**Instruction**
Reproduce the listing below with "takes a single dot" replaced by "gets one point" everywhere it appears, keeping every other line unchanged.
# # #
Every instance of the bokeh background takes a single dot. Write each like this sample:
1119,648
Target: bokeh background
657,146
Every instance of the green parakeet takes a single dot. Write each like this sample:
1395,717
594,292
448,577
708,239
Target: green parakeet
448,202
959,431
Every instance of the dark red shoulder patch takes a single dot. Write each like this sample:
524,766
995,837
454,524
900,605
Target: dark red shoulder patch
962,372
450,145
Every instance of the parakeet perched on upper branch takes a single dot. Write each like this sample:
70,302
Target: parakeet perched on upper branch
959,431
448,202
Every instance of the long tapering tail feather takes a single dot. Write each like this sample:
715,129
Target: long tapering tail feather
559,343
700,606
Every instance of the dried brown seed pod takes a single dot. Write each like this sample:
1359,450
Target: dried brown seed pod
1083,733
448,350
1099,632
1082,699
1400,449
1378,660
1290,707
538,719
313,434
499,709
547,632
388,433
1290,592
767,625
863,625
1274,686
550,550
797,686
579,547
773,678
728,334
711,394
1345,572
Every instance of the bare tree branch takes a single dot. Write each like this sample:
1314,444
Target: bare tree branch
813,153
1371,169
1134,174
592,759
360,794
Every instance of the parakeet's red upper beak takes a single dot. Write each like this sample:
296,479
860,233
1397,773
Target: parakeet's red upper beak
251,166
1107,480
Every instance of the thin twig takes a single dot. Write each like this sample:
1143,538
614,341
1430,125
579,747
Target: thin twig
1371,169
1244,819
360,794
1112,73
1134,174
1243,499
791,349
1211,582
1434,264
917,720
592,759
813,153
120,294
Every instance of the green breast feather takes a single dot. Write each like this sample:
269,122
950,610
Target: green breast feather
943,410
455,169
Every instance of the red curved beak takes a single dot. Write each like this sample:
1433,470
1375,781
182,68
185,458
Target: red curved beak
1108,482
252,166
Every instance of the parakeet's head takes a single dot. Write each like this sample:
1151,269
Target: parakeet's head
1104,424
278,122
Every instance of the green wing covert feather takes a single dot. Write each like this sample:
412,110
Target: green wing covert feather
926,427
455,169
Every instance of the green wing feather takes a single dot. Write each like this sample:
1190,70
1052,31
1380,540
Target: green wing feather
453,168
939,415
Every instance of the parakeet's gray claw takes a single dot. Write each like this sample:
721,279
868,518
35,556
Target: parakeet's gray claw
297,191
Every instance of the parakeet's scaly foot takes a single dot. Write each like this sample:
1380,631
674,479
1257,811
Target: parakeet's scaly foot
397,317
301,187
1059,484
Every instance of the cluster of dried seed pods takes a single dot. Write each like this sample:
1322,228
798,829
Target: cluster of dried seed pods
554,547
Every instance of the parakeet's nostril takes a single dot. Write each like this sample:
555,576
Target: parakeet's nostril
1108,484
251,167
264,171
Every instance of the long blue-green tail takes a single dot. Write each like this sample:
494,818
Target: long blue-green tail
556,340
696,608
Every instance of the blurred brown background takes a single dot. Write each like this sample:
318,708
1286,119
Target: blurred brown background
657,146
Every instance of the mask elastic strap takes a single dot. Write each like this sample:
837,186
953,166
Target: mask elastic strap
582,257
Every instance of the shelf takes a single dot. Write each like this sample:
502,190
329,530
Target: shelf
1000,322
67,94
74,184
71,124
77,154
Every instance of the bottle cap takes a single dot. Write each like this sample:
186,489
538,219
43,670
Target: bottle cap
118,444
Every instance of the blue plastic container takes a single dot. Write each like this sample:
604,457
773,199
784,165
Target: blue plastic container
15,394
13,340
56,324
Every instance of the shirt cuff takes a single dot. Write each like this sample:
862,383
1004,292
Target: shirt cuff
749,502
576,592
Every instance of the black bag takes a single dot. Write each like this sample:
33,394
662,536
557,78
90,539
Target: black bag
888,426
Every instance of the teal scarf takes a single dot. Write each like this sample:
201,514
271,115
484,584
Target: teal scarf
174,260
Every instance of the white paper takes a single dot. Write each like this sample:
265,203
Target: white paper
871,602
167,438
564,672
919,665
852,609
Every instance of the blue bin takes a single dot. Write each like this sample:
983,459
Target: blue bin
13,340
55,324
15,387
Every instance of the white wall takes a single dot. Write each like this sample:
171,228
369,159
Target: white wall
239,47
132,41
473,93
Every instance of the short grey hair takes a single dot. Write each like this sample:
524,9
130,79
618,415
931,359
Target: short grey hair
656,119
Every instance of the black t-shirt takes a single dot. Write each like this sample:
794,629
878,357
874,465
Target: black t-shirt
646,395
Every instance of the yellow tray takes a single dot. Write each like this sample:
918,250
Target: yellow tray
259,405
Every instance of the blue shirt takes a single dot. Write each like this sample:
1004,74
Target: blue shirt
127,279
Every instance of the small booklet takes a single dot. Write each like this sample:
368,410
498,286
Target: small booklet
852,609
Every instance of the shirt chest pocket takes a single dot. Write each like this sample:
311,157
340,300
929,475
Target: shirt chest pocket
# # #
**In response**
Every instance of the bokeh background gets one point. Write each like this sample:
1119,648
Target: bokeh background
657,146
Every instance of the green parakeet gets one point. Write each like this sample:
1395,717
594,292
448,577
708,239
Target: green parakeet
448,202
959,431
Every instance of the dark red shoulder patch gets one point. Write each like this sample:
524,766
995,837
454,524
900,605
Target: dark red shoulder patch
962,372
450,145
Every instance of the parakeet perched on upper branch gets one point. Write each like this sample:
70,302
Target: parakeet perched on upper branch
959,431
448,202
Every instance of the long tapering tail feather gets one point. Write each like this sample:
715,129
Target: long tapering tail feather
559,343
700,606
Every instance of the dried brown seed pod gets one point. Write each like this sample:
1359,450
Target: dried brown seed pod
1083,733
448,350
1099,632
1082,699
1400,449
1378,660
1290,707
538,719
313,434
499,709
547,632
388,433
1290,592
767,625
863,625
1274,686
550,550
797,686
579,547
773,678
728,334
711,394
1345,572
Every instance of the bare tree branch gets one point. Write each like this sample:
1314,444
Target: bare tree branch
813,153
1371,169
1134,174
592,759
360,794
Every instance of the parakeet's red upper beak gets one point. Write each like this sample:
296,479
860,233
1397,773
Target: parakeet's red upper beak
251,166
1107,480
Every instance of the thin twig gets one point. Write each like this sample:
1143,538
614,341
1430,125
579,747
Target: thin twig
1371,169
1244,819
360,794
1112,73
1134,174
1243,499
791,349
1211,582
1434,264
917,720
592,759
813,153
120,294
Every instance of the green breast feather gets one point. Write each like this sample:
269,122
950,610
Target: green breast feather
943,410
455,169
Every instance of the red curved beak gets one point. Write each like this sample:
1433,470
1375,781
182,68
185,458
Target: red curved beak
1108,482
252,166
Every instance of the parakeet's head gets one point. Write each like this sample:
1151,269
Target: parakeet's head
1104,424
278,122
Every instance of the green wing covert feather gets one point. Write each like this sample:
412,110
Target: green wing covert feather
926,427
455,169
Every instance of the green wing feather gets one point. Write each like this sample:
1190,70
1052,31
1380,540
Target: green wing feather
453,168
939,415
Every instance of the parakeet's gray claw gets one point. Write each like this sample:
721,279
868,518
35,556
Target: parakeet's gray claw
297,191
Every instance of the parakeet's scaly foot gets one point. Write each like this sample:
1380,631
674,479
1257,811
Target: parakeet's scaly foot
397,317
301,187
1059,484
Every instance of the cluster of dried seed pods gets one point. Write each like this sample:
1322,228
798,829
Target: cluster of dried seed pods
554,547
Every instance of the parakeet's nostril gets one point. Write each like this sample:
555,576
Target: parakeet's nostril
1108,484
251,167
264,171
Every instance of the long blue-green tail gets one point. Write each like this sample:
494,818
Target: long blue-green tail
556,340
696,608
Every instance of the blurred brown background gets one point. Write each like this sample:
318,708
1286,119
Target: blurred brown background
657,146
Every instance of the mask elastic strap gets one point. Write each like this sample:
837,186
953,166
Target: mask elastic strap
582,257
Every instance of the shelf gets one point. Write each like this sample:
502,190
329,530
Target: shelf
1000,322
67,94
74,184
71,124
77,154
Every instance of the bottle cap gets one point. Write each like this sample:
186,489
538,219
43,670
Target: bottle cap
118,444
Every instance of the blue plastic container gets one point. Write each like this sample:
604,457
773,199
784,165
Target: blue plastic container
15,394
13,340
56,324
Every instance of the shirt cuff gets one point. Write each like this sample:
862,383
1004,292
Target: shirt cuff
749,502
576,592
Every instance of the black bag gets one point. Write each like this sample:
33,394
662,536
557,78
90,539
Target: black bag
888,426
Every instance of the teal scarf gets one point. Write each like this sample:
201,514
271,115
484,584
Target: teal scarf
174,260
Every instance of the white paper gets one point. Write each like this sample:
265,203
Target: white paper
871,602
167,438
564,672
919,665
852,609
Every instance of the blue bin gets one point. Write each like this sample:
983,459
Target: blue bin
13,340
55,324
15,387
Every instance of the white wall gets one point. Write each like this sample:
171,228
369,159
Target: white wall
239,47
132,41
473,93
Every instance of the short grey hair gets one point. Write each like this sample:
524,9
130,79
618,415
931,359
Target: short grey hair
656,119
Every instance of the black t-shirt gets one point. Write each like this sample:
794,629
878,357
874,465
Target: black t-shirt
646,395
Every instance of the yellow tray gets one point. Write each like this sample:
918,250
Target: yellow tray
259,405
Every instance of the blue shirt gets one point. Write each like this sample:
1004,74
Target: blue shirt
127,279
Every instance of the small booklet gets one point. Write each like this sample:
368,410
498,286
Target: small booklet
852,609
Every instance of the shirt chest pocket gets one point. Write each like this sample:
311,157
340,300
929,475
Target: shirt chest pocket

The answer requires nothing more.